§ **Assignment**
Output every record exactly, apart from its images.

§ **Source data**
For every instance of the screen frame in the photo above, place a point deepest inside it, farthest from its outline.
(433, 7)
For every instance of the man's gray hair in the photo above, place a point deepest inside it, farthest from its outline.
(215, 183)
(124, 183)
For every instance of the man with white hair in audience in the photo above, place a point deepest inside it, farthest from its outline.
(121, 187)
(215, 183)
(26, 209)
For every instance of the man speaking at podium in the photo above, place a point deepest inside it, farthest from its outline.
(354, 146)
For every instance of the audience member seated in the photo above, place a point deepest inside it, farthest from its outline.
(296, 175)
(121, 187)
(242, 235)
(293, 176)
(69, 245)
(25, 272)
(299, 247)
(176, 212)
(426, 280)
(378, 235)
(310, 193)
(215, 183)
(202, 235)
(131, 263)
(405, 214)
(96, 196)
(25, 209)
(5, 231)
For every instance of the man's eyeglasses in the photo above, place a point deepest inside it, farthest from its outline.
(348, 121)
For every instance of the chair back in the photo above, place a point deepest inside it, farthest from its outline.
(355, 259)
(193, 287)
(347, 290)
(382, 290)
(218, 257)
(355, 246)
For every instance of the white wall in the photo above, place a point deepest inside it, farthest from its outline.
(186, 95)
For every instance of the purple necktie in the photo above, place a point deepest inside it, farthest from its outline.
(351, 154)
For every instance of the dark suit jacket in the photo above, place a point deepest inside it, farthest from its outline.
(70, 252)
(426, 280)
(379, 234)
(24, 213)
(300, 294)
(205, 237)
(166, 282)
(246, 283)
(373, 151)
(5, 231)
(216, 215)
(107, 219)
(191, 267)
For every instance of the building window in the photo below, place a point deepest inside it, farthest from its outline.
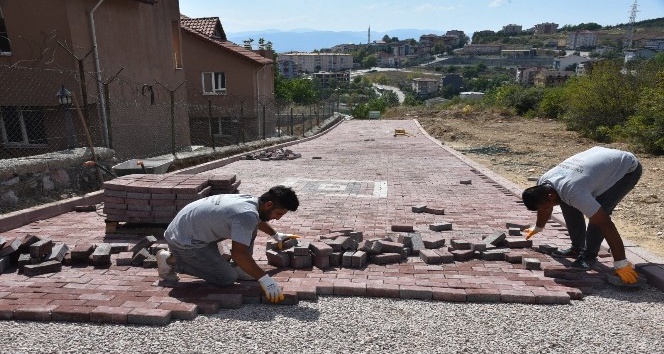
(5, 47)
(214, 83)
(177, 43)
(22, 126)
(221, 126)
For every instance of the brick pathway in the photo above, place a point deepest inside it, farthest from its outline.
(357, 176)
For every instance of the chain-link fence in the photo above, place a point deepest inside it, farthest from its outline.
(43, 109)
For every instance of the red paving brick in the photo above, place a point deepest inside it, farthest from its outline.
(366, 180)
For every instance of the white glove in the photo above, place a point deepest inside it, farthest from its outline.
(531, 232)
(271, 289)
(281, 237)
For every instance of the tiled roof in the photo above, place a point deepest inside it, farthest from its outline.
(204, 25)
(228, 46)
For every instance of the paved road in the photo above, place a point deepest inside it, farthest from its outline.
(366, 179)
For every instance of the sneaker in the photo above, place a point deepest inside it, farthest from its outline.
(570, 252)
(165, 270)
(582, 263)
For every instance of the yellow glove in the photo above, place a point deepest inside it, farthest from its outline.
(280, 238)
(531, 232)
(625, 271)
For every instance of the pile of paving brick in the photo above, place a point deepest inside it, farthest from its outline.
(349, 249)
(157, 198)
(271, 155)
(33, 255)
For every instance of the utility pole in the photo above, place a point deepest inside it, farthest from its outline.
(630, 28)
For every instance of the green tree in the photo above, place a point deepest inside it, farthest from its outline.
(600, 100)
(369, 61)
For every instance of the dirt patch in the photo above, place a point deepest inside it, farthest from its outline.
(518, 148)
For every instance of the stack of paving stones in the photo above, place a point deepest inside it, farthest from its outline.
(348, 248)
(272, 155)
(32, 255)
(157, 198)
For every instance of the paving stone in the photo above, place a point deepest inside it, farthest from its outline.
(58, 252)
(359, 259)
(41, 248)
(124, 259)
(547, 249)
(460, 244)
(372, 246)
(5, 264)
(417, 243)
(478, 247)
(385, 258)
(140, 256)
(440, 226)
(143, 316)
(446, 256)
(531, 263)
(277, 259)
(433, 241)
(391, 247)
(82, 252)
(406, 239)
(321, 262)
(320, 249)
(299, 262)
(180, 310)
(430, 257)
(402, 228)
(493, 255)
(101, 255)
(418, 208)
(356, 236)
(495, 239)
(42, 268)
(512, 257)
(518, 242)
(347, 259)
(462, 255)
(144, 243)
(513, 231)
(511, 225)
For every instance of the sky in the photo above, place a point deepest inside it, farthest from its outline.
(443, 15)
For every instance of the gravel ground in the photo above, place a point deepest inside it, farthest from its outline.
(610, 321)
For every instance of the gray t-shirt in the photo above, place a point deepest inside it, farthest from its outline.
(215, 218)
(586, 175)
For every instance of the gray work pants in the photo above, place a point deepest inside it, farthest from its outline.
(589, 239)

§ **Reply to the task**
For every instance of the screen frame in the photo above, place a point deepest inside it, farthest from its outline.
(433, 7)
For every instance of the man's gray hair in the photo above, place a point deepest inside it, farthest from its outline.
(215, 183)
(124, 183)
For every instance of the man with white hair in audience in the photo above, place a point deepest inside it, farthest from its outline.
(121, 187)
(215, 183)
(26, 209)
For every instance of the man speaking at podium in the photo above, place a point deepest inside it, farthest from its outline.
(354, 146)
For every instance of the audience member seated in the photo above, place a point deepest inside it, farthest from its outline.
(296, 175)
(121, 187)
(242, 235)
(293, 176)
(69, 245)
(25, 272)
(299, 247)
(176, 212)
(426, 280)
(378, 235)
(310, 193)
(215, 183)
(202, 235)
(131, 263)
(405, 214)
(96, 196)
(25, 209)
(5, 231)
For every instance of the man's eyeglasses in the photo above, place a point deepest inside it, farthest from its outline.
(348, 121)
For every instance of the chair back in the photo above, place a point deepest inside it, farthest from its outline.
(355, 259)
(193, 287)
(347, 290)
(382, 290)
(218, 257)
(355, 246)
For every instance of the white wall in the photo above, place a point deepest inside it, farthest from its outline.
(186, 95)
For every instance of the purple necktie in the photo above, place a point deepest inside it, farthest from its outline.
(351, 154)
For every instance of the dark suit jacket in the photo above, place a point deepest inside it, farthest from its outline.
(70, 252)
(426, 280)
(379, 234)
(24, 213)
(300, 294)
(205, 237)
(166, 282)
(246, 283)
(373, 151)
(5, 231)
(216, 215)
(107, 219)
(191, 267)
For every instance of the building window in the photo below, place a point deepest inside it, farthest from its outline.
(5, 47)
(214, 83)
(177, 43)
(22, 126)
(221, 126)
For every instance of the brick pathway in the photo above, place a point deepest inside it, farthest from its outline.
(357, 176)
For every instance of the chain-link fence in the photo above, place a point deepest inside it, farthest from its outline.
(43, 109)
For every instance of the red paving brick in the photo above, place a point deepest inside it, farthest from its outline.
(366, 180)
For every instance of the white glove in the photo above, place a point deepest inside it, farthest from its outline.
(531, 232)
(271, 289)
(281, 237)
For every instance of the tiled roof in the photo above, place a point deepest inside it, farthest from its outline.
(204, 25)
(228, 46)
For every instance of the paved road in the photo above, place a point deepest inside it, farthest from its outline.
(366, 179)
For every instance of the sneaker in the photo above, place a point deepest inside it, farthest from its outline.
(570, 252)
(165, 270)
(582, 263)
For every instance of the yellow glove in the photo above, place a point deepest inside it, farthest from its outline.
(280, 238)
(531, 232)
(625, 271)
For every instance of the pile of paving brick in the photo above, place a point deepest inside it, farthest from its outline.
(349, 249)
(157, 198)
(271, 155)
(33, 255)
For every instance of the utility pole in the photo above, place a point deepest inside it, farthest from its outline.
(630, 28)
For every instance of the green tree in the photo above, place a point deepest inside it, farthest from its outline.
(600, 100)
(369, 61)
For every instance of the dirt patch in the photo above, place a point deepest inside it, farthest from its outline.
(518, 148)
For every instance of the stack of paving stones in the photo above, place a point deepest inside it, farthest from its outline.
(348, 248)
(272, 155)
(32, 255)
(157, 198)
For every instance of the paving stone in the photo above, place a point deepest inside it, farthest from its outline.
(58, 252)
(359, 259)
(41, 248)
(124, 259)
(547, 249)
(460, 244)
(372, 246)
(5, 264)
(417, 243)
(478, 247)
(385, 258)
(140, 256)
(440, 226)
(143, 316)
(446, 256)
(531, 263)
(277, 259)
(433, 241)
(391, 247)
(82, 252)
(406, 239)
(321, 262)
(320, 249)
(299, 262)
(180, 310)
(430, 257)
(402, 228)
(493, 255)
(101, 255)
(418, 208)
(356, 236)
(495, 239)
(42, 268)
(512, 257)
(518, 242)
(347, 259)
(462, 255)
(144, 243)
(513, 231)
(511, 225)
For every instance of the sky in the photo above, place a point deepest inside it, farthest from its outline.
(443, 15)
For every instance of the gravel ground in the photo above, place a point deepest inside it, farthest from its outline.
(610, 321)
For every instance of the gray t-shirt in the photo above, place a point deepest inside it, farthest from its outline.
(215, 218)
(586, 175)
For every instance of the gray work pants in the photo above, place a point deepest inside it, farthest from its outline.
(589, 239)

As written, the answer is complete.